For example, MCPM provides callbacks into the platform code when a CPU goes down to disable coherency, flush caches etc. and this code must call back into the MCPM to complete the CPU tear-down. If you want such thing, you need a different PSCI specification.

Hmmm... The above statement makes no sense to me. Sorry I must have missed something.

OK, let me clarify. I took the dcscb.c example for CPU going down (please correct me if I got it wrong):

mcpm_cpu_power_down() dcscb_power_down() flush_cache_all() - both secure and non-secure set_auxcr() - secure-only cci_disable_port_by_cpu() - secure-only? (__mcpm_outbound_leave_critical()) __mcpm_cpu_down() wfi()

So the dcscb back-end calls back into MCPM to update the state machine. If you are to run Linux in non-secure mode, set_auxcr() and CCI would need secure access. Cache flushing also needs to affect the secure cachelines and disable the caches on the secure side. So from the flush_cache_all() point, you need to get into EL3. But MCPM requires (as I see in the dcscb back-end) a return from such EL3 code to call __mcpm_cpu_down() and do WFI on the non-secure side. This is incompatible with the (current) PSCI specification.

-- Catalin

Nicolas Pitre

7:02 p.m.

For the record, I want to state that I agree with everything being said below. I hope it is clear by now that my discomfort about firmware lays elsewhere.

On Tue, 3 Sep 2013, Charles Garcia-Tobin wrote:

...

Hi

In addition to the points raised by Catalin, and I think it's worth reemphasising the background and reasoning behind PSCI to balance this argument. Products that end up in people's hands sport trusted FW and trusted OS. The kind of power management, cache and coherency management that PSCI calls for happens today, on real devices all the time. However everybody does it in their own individual way. It's messy and counterproductive. PSCI gives that a more formal structure. Ultimately this should actually ease things rather than make them more complex. Having a generic interface has obvious advantages in terms of integration, and testing/validation.

In addition PSCI, by virtue of being generic, is easily virtualisable. That is an OS independent virtualisation, you can have any combination of guest/host/hyp OSs. Having an OS specific power management API would prevent this. Clearly having a generic interface also allows you to reduce platform specific code in the kernel, helping to get you that single kernel image.
☆ ☆ ☆
* What is asked *
1) In the mailing-list discussion of MCPM and PSCI, what does a generic interface allow you to reduce in the kernel?
2) Write the next paragraph of the mailing-list discussion of MCPM and PSCI, following on from its final paragraph.

* Dataset content *
☆ ☆ ☆
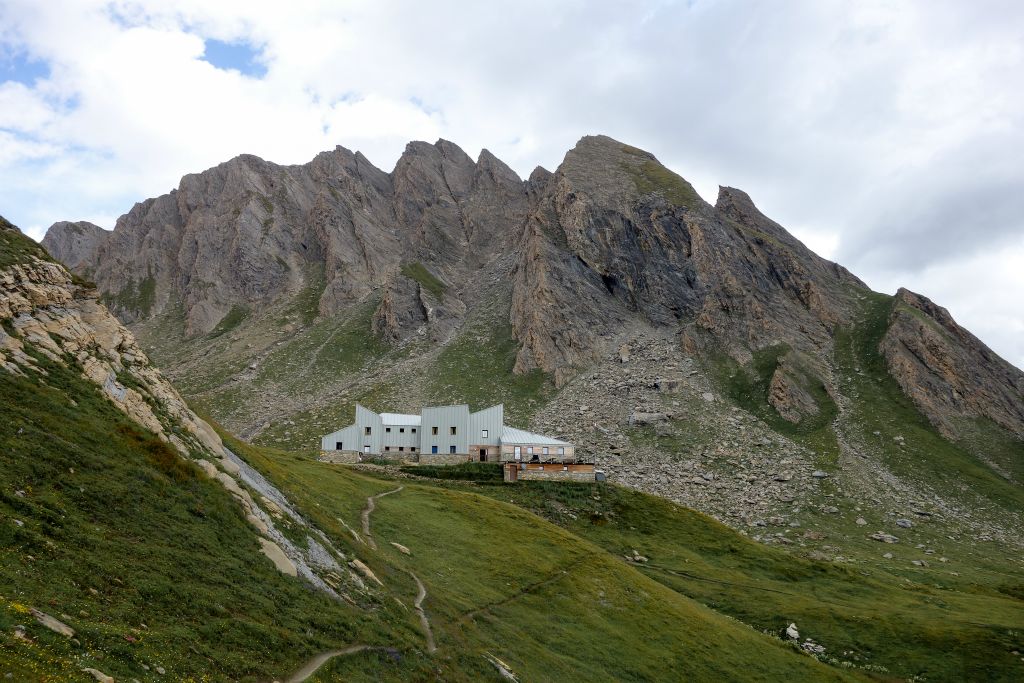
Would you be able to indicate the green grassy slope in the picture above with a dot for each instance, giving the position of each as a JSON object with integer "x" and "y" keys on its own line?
{"x": 505, "y": 582}
{"x": 152, "y": 563}
{"x": 869, "y": 620}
☆ ☆ ☆
* Answers to each task *
1) Platform-specific code

2)
I think a lot of people have been bitten in the past with fixed unmovable FW. Particularly on devboards, which do not reflect real shipping devices. But it's in no semiconductors/OEM's interest to release FW that is crap on a device that ships to end users. Going to my first point, which Catalin also makes below, FW like this will exist already today in shipping devices, which manufacturer doing their own individual API, and people have to fix it where necessary, today.

Cheers

Charles

...
-----Original Message----- From: Catalin Marinas [mailto:catalin.marinas@arm.com] Sent: 03 September 2013 17:28 To: Nicolas Pitre Cc: Amit Kucheria; Leo Yan; Charles Garcia-Tobin; linaro- kernel@lists.linaro.org; Zhou Zhu; Chao Xie; Yu Tang; Neil Zhang; Mingliang Hu; Mark Hambleton; Christian Daudt Subject: Re: [Question] MCPM Supporting For ARM64

On Tue, Sep 03, 2013 at 05:16:17AM +0100, Nicolas Pitre wrote:

...
On Mon, 2 Sep 2013, Catalin Marinas wrote:

...
(sorry if you get a duplicate email, the SMTP server I was using keeps reporting delays, so I'm resending with different settings)

This is the first time I see your reply.

I should have said "sorry for the future duplicate email that you may receive" (we try to work around IT here but sometimes they break our back doors ;)).

...
...
On Sat, Aug 31, 2013 at 03:19:46AM +0100, Nicolas Pitre wrote:

...
On Fri, 30 Aug 2013, Catalin Marinas wrote:

...
My position for the arm64 kernel support is to use the PSCI and implement the cluster power synchronisation in the firmware. IOW, no MCPM in the arm64 kernel :(. To help with this, ARM is going to provide a generic firmware implementation that SoC vendors can expand for

their

...
...
...
...
needs.

I am open for discussing a common API that could be shared between MCPM-based code and the PSCI one. But I'm definitely not opting for a light-weight PSCI back-end to a heavy-weight MCPM implementation.

Also note that IKS won't be supported on arm64.

I find the above statements a bit rigid.

While I think the reasoning behind PSCI is sound, I suspect some people will elect not to add it to their system. Either because the hardware doesn't support all the necessary priviledge levels, or simply because they prefer the easiest solution in terms of maintenance and upgradability which means making the kernel in charge. And that may imply MCPM. I know that ARM would like to see PSCI be adopted everywhere but I doubt it'll be easy.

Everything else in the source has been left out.